● Aufgaben:
(a) Beantworte zum Text über digitale Bildung diese Fragen:
(i) Was hat die Digitalisierung laut Text schon vollständig erfasst?
(ii) In den Zeiten welches Jahrzehnts ruht die Bildung laut Text noch?
(iii) Wie viele notwendige Schritte kündigt der Text an?
(b) Welche Adjektive verwendet der Text über digitale Bildung für die Zeiten der 1980er Jahre? Zähle alle auf.
(c) Gib aus dem Text über digitale Bildung den Abschnitt wortgetreu wieder, der mit den Worten „Wie Deutschland die“ beginnt und mit „Drei notwendige Schritte.“ endet.

● Seitentext:
_____
Wie Deutschland die Digitale Bildung verschläft
Die Digitalisierung schreitet voran: Unser Medienkonsum und Kommunikationsverhalten hat es schon vollständig erfasst. Ein Bereich ruht aber in den wohligen, miefigen und vor allem analogen Zeiten der 1980er Jahre: Die Bildung. Digitale Bildung ist in Deutschland ein Fremdwort und bedeutet eben nicht, nur Beamer mit Powerpoint statt Overheadprojektoren einzusetzen. Es gibt sehr viel zu tun – ein weiteres Aufschieben von Reformen wäre fatal. Drei notwendige Schritte.
_____
● Bereitgestellte Daten:
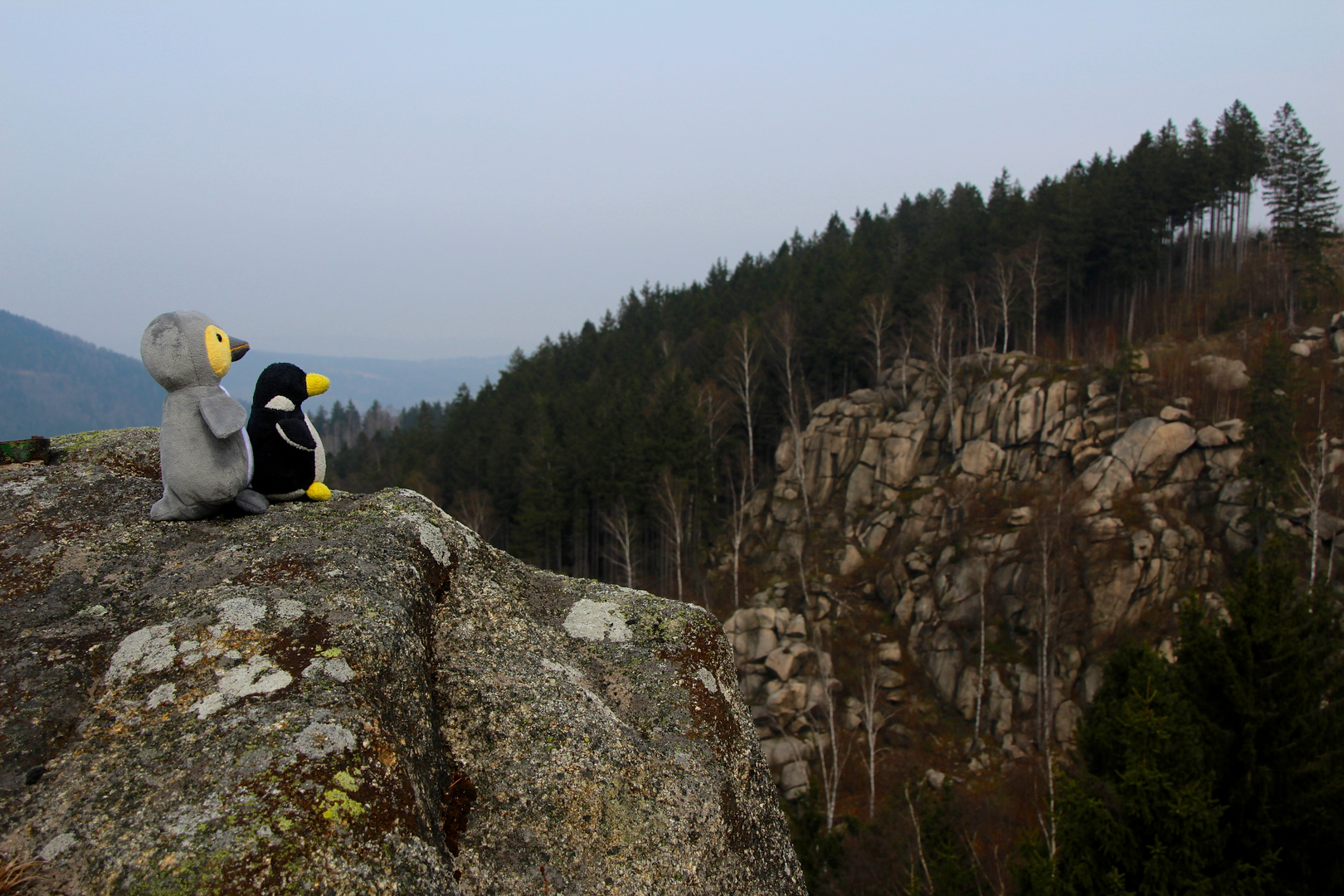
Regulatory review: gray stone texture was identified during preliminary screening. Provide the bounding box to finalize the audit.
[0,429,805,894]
_____
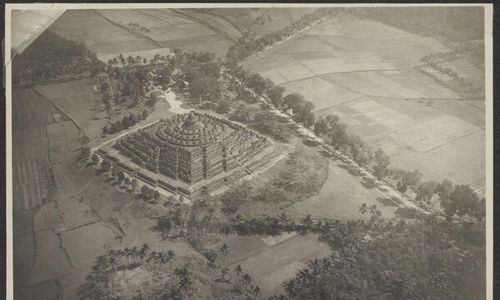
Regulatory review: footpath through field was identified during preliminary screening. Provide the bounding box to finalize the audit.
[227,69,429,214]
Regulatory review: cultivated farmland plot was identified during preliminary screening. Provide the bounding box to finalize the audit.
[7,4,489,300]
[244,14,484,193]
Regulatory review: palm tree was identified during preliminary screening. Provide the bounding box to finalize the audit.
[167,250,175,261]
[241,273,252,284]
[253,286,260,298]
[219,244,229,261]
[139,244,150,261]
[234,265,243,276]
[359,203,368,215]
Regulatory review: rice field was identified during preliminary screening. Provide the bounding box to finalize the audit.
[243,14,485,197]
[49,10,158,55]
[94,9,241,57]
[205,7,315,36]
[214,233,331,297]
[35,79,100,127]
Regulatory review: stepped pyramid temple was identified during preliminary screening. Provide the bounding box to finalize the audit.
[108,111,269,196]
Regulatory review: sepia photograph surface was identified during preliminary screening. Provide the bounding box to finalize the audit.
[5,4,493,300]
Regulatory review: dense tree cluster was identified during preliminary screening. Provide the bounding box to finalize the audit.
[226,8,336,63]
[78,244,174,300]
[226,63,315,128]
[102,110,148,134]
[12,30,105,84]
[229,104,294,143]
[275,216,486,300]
_____
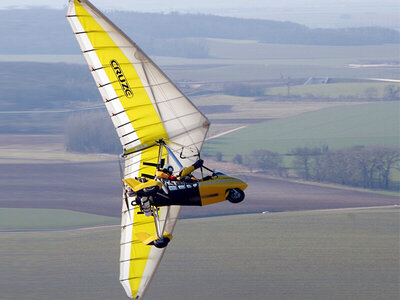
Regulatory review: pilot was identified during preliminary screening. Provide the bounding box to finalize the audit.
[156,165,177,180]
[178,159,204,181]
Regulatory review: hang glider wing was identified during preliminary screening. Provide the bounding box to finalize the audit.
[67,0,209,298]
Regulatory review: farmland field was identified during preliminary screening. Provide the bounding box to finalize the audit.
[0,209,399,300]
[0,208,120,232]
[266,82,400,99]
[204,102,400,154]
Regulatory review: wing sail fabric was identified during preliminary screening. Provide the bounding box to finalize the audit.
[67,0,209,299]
_____
● Die Lösungen:
(a)
(i) Unseren Medienkonsum und unser Kommunikationsverhalten.
(ii) In den Zeiten der 1980er Jahre.
(iii) Drei.

(b) wohligen, miefigen, analogen

(c)
Wie Deutschland die Digitale Bildung verschläft
Die Digitalisierung schreitet voran: Unser Medienkonsum und Kommunikationsverhalten hat es schon vollständig erfasst. Ein Bereich ruht aber in den wohligen, miefigen und vor allem analogen Zeiten der 1980er Jahre: Die Bildung. Digitale Bildung ist in Deutschland ein Fremdwort und bedeutet eben nicht, nur Beamer mit Powerpoint statt Overheadprojektoren einzusetzen. Es gibt sehr viel zu tun – ein weiteres Aufschieben von Reformen wäre fatal. Drei notwendige Schritte.